-- TASK DATA start --
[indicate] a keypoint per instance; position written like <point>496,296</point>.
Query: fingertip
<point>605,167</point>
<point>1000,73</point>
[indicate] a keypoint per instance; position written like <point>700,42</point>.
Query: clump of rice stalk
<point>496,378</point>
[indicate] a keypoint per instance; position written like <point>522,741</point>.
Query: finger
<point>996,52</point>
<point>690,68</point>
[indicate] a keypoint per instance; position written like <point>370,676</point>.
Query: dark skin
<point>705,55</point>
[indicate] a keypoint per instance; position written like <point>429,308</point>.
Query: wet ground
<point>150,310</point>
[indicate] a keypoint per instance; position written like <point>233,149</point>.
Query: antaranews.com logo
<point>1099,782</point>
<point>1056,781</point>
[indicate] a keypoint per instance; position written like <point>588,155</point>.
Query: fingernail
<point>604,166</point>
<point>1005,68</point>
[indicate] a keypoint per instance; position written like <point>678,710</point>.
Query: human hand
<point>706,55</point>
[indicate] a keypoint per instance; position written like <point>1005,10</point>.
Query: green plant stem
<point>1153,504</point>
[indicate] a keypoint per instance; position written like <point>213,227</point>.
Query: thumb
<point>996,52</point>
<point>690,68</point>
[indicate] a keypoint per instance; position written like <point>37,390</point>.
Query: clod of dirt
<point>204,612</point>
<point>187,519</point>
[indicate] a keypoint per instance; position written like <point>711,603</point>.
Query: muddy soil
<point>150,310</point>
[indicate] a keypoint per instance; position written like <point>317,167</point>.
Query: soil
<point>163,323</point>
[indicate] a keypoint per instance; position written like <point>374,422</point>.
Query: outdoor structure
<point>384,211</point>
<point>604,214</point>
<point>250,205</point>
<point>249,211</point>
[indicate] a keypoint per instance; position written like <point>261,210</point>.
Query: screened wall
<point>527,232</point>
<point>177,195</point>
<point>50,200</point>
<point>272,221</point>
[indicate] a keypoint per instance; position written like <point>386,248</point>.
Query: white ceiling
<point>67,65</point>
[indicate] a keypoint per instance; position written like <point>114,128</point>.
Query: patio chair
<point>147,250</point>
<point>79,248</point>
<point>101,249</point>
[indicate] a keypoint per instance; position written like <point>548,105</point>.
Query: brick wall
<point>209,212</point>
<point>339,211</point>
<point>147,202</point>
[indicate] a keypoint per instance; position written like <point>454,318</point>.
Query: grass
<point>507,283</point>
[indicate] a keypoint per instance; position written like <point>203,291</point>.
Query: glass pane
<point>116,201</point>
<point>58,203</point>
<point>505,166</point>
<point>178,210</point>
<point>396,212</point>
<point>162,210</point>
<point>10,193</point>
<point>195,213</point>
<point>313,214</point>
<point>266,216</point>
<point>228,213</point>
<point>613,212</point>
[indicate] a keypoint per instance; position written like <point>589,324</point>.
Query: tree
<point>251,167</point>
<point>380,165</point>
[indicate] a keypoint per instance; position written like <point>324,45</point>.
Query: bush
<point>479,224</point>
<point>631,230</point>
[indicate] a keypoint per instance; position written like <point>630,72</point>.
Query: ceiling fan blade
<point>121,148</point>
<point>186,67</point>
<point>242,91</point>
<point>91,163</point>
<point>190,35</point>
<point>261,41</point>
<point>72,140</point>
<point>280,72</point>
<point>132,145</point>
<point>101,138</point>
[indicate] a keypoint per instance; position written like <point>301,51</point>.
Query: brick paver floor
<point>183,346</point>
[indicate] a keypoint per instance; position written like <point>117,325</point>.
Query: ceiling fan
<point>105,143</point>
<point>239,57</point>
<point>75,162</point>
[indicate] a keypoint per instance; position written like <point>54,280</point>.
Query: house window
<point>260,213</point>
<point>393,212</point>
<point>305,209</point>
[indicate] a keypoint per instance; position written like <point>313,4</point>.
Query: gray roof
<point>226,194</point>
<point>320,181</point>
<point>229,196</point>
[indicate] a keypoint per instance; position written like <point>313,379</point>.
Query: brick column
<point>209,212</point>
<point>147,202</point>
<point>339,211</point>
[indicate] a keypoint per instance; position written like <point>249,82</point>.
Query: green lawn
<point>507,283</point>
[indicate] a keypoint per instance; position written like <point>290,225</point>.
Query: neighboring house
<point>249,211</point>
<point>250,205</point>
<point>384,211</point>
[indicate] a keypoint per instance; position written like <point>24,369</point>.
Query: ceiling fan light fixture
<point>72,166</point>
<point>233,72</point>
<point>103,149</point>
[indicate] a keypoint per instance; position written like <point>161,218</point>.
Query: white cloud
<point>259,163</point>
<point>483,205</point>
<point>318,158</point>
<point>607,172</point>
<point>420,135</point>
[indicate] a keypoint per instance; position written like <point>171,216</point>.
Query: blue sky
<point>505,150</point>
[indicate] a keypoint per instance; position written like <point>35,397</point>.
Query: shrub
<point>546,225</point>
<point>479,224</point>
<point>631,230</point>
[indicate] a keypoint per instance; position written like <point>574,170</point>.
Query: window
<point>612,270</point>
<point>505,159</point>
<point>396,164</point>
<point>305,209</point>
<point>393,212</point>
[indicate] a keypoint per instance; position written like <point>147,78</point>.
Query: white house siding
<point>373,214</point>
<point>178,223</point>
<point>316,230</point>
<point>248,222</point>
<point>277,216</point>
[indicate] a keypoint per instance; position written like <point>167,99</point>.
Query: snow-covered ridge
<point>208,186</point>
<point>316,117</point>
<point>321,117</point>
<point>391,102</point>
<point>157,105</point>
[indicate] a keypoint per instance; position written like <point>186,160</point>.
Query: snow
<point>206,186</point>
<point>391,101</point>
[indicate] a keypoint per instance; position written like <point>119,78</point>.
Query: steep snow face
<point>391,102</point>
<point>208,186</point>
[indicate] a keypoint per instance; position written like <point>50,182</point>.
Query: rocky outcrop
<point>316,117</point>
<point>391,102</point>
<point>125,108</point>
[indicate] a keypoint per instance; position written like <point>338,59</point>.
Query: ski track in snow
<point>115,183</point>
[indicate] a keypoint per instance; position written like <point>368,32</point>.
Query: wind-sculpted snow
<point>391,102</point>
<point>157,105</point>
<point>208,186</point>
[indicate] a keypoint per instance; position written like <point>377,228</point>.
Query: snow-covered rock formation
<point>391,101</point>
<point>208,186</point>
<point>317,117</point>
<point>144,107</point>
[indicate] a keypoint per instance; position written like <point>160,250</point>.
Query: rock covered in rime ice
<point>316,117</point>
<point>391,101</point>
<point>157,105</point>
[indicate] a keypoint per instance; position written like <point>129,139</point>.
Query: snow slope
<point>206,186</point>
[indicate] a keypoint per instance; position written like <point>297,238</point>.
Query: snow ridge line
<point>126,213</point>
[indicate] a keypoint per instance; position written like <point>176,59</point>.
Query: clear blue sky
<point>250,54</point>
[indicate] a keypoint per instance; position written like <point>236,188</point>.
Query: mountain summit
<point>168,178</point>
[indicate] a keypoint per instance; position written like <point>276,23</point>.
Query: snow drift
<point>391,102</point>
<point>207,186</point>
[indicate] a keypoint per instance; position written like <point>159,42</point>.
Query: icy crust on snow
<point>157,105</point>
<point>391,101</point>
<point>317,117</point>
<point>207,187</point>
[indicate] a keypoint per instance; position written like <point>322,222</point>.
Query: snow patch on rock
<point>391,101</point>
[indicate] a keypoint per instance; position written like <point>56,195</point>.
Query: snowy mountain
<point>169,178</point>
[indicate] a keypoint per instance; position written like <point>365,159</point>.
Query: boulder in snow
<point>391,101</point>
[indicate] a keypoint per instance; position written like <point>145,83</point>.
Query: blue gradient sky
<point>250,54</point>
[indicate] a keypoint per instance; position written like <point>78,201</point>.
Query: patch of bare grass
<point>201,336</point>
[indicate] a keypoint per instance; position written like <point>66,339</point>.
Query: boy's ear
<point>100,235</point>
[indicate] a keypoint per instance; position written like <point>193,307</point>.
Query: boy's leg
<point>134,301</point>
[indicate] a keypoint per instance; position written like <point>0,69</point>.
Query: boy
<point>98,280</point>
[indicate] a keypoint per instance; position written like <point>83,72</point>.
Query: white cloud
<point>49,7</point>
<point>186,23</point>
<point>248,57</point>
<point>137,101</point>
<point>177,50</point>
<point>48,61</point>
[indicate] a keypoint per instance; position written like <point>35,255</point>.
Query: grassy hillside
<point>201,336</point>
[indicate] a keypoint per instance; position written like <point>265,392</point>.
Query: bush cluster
-- TASK DATA end --
# [AIM OF THE TASK]
Format the records from the line with "written like <point>159,42</point>." to the line with "<point>48,61</point>" as a two-column CSV with the headers text and answer, one row per record. Put each record's text and its answer each in one quoted field, with line breaks replaced by spaces.

# [CORRECT OUTPUT]
text,answer
"[indicate] a keypoint per instance; position written like <point>159,42</point>. Query: icy crust on snow","<point>157,105</point> <point>391,101</point> <point>317,117</point> <point>207,187</point>"
"[indicate] a keypoint per instance; position written like <point>322,222</point>. Query: snow patch on rock","<point>391,101</point>"
"[indicate] a keypoint per instance; position written like <point>56,195</point>. Query: snowy mountain","<point>169,178</point>"
"[indicate] a keypoint per instance; position written like <point>365,159</point>. Query: boulder in snow","<point>391,101</point>"
"[indicate] a keypoint per instance; position written like <point>145,83</point>. Query: blue gradient sky","<point>250,54</point>"
"[indicate] a keypoint per instance; position written like <point>78,201</point>. Query: patch of bare grass","<point>201,336</point>"
"[indicate] a keypoint per instance; position written like <point>66,339</point>. Query: boy's ear","<point>100,235</point>"
"[indicate] a keypoint per instance; position written like <point>193,307</point>. Query: boy's leg","<point>134,301</point>"
"[indicate] a keypoint per instance; position written like <point>0,69</point>. Query: boy","<point>98,280</point>"
"[indicate] a keypoint per instance; position written like <point>83,72</point>. Query: white cloud","<point>49,7</point> <point>186,23</point> <point>248,57</point> <point>137,101</point> <point>177,50</point> <point>48,61</point>"